## START Records shown
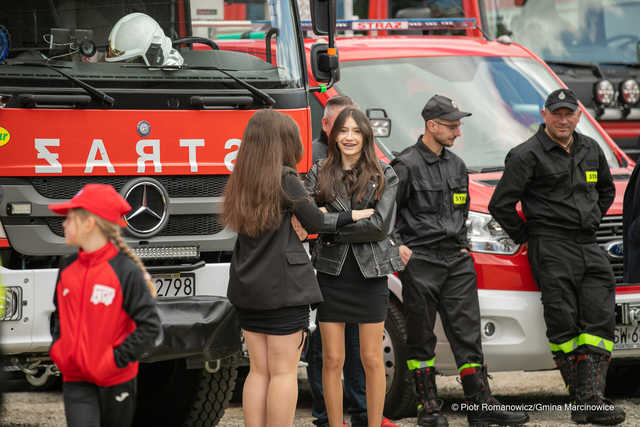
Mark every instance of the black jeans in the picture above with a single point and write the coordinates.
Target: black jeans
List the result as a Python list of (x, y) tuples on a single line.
[(88, 405), (442, 282), (354, 380)]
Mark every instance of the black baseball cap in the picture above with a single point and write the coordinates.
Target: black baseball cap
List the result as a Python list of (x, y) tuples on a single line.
[(441, 107), (561, 98)]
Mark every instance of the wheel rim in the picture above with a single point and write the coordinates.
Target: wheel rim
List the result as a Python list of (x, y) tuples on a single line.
[(388, 358)]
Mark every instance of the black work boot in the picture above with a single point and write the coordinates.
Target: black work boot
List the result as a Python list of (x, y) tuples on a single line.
[(566, 363), (590, 383), (429, 409), (487, 408)]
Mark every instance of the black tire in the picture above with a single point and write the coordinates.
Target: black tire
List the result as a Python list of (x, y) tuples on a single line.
[(400, 400), (623, 378), (171, 394)]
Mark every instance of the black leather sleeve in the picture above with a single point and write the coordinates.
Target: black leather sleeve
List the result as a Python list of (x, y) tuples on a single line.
[(141, 307), (306, 210), (380, 224)]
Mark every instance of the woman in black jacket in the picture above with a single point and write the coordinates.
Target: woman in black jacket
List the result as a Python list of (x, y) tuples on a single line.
[(271, 280), (353, 263)]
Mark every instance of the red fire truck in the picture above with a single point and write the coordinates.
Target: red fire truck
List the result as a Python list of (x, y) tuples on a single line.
[(591, 45), (504, 85), (162, 126)]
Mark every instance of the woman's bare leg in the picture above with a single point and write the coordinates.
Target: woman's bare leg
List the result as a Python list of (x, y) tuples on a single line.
[(371, 356), (254, 393), (332, 334), (283, 356)]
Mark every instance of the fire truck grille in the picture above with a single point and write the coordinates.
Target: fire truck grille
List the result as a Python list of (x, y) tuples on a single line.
[(177, 186), (178, 225), (610, 231)]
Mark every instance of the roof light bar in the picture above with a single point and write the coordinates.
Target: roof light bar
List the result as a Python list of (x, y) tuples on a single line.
[(401, 24)]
## END Records shown
Exercise brief: Reproduce every line of the records from the line containing "Mark every instance of the woman's" up to and including the final line. Add -5 to each x and y coordinate in the answers.

The reply:
Mark every instance of the woman's bare leg in the picture above with a single point and write the coordinates.
Target: woman's bare leg
List the result as a Python list of (x, y) tuples on a single line.
[(366, 351), (249, 388), (327, 329), (278, 351)]
Mark every instance of the fire truck grille in the picture above with a single point and write the coordinates.
Target: fire truck grille
List the result as a Python list of (x, y) tuples on a single line.
[(172, 181), (173, 220), (605, 226)]
Mark every instance of the roof light bar in the picture above with a single point and write the coordinates.
Target: roof light bar
List the result as a Python list of (x, y) tuples on a single line.
[(396, 19)]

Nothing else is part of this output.